══ TEXT PASSAGE

Mechanisms like the one that produced this marine-sponge skeleton can yield nanostructured materials for electronics. (Courtesy of James Waver and Daniel E. Morse/University of California, Santa Barbara)
Bio-Inspired Nano Synthesis
Sponge studies lead to a method for making novel materials
SOURCE: “Kinetically Controlled Vapor-Diffusion Synthesis of Novel Nano-structured Metal Hydroxide and Phosphate Films Using No Organic Reagents” Birgit Schwenzer et al. Journal of Materials Chemistry 16: 401-407
RESULTS: Using mechanisms inspired by marine sponges, researchers at the University of California, Santa Barbara, have developed a technique for making a variety of thin-film materials, including semiconductors, structured at the nanoscale. Unlike other methods, the technique can produce semiconducting thin films without the use of harsh chemicals, and it works at room temperature, whereas some techniques require temperatures of 400 to 1,500 ºC. So far, the researchers have used the process to synthesize 30 types of materials, some of which have novel electronic and optical properties.
WHY IT MATTERS: The process is more environmentally sound and potentially less expensive than other techniques for manufacturing thin-film materials, which are used in a variety of electronic devices. Furthermore, it could open the way for new types of materials or allow existing materials to take on new properties. For example, the large surface area of the nanostructured films could lead to higher-power batteries and more efficient solar panels.

════
══ ENTRIES SUPPLIED

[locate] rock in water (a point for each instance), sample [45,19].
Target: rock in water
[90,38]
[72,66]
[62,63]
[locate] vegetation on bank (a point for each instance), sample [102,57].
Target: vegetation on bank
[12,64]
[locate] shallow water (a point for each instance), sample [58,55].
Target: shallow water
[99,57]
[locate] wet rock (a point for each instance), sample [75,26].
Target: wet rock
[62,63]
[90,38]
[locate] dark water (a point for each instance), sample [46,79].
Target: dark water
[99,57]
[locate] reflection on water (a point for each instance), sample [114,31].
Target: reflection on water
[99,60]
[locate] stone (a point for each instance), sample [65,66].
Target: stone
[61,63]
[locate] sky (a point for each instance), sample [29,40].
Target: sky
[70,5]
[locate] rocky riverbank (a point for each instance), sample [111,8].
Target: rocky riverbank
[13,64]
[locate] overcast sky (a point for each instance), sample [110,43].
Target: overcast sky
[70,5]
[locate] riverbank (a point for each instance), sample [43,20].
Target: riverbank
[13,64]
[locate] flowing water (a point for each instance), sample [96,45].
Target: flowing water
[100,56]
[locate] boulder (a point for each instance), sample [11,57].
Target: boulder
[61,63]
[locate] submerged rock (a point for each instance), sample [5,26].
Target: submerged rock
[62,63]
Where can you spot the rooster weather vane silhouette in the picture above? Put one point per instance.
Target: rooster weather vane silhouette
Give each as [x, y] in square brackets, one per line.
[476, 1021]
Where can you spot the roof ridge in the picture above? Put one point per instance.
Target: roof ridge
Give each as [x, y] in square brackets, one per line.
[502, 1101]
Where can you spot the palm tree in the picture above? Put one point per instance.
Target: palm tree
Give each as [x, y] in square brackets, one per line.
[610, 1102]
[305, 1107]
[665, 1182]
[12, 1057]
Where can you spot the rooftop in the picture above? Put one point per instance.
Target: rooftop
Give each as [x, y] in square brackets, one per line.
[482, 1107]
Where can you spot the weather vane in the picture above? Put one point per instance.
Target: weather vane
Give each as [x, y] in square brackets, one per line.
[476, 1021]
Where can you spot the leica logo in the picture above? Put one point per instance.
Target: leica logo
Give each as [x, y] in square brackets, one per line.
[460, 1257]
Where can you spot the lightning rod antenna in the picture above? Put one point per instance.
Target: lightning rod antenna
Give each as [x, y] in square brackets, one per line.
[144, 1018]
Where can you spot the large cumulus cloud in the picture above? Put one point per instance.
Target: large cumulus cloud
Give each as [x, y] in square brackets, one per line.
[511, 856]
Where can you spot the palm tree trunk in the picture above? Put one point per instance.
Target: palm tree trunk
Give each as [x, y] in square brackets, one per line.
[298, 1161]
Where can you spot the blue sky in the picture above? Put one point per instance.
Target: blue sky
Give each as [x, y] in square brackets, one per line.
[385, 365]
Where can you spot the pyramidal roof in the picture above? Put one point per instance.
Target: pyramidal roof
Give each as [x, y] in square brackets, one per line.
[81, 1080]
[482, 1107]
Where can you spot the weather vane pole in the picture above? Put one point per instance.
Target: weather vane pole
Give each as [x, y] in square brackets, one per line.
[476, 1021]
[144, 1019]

════

### TASK DESCRIPTION
Reproduce verbatim the part of the article on bio-inspired nano synthesis from "WHY IT MATTERS: The" up to and including "efficient solar panels.".

### RESULT FOR THIS TASK
WHY IT MATTERS: The process is more environmentally sound and potentially less expensive than other techniques for manufacturing thin-film materials, which are used in a variety of electronic devices. Furthermore, it could open the way for new types of materials or allow existing materials to take on new properties. For example, the large surface area of the nanostructured films could lead to higher-power batteries and more efficient solar panels.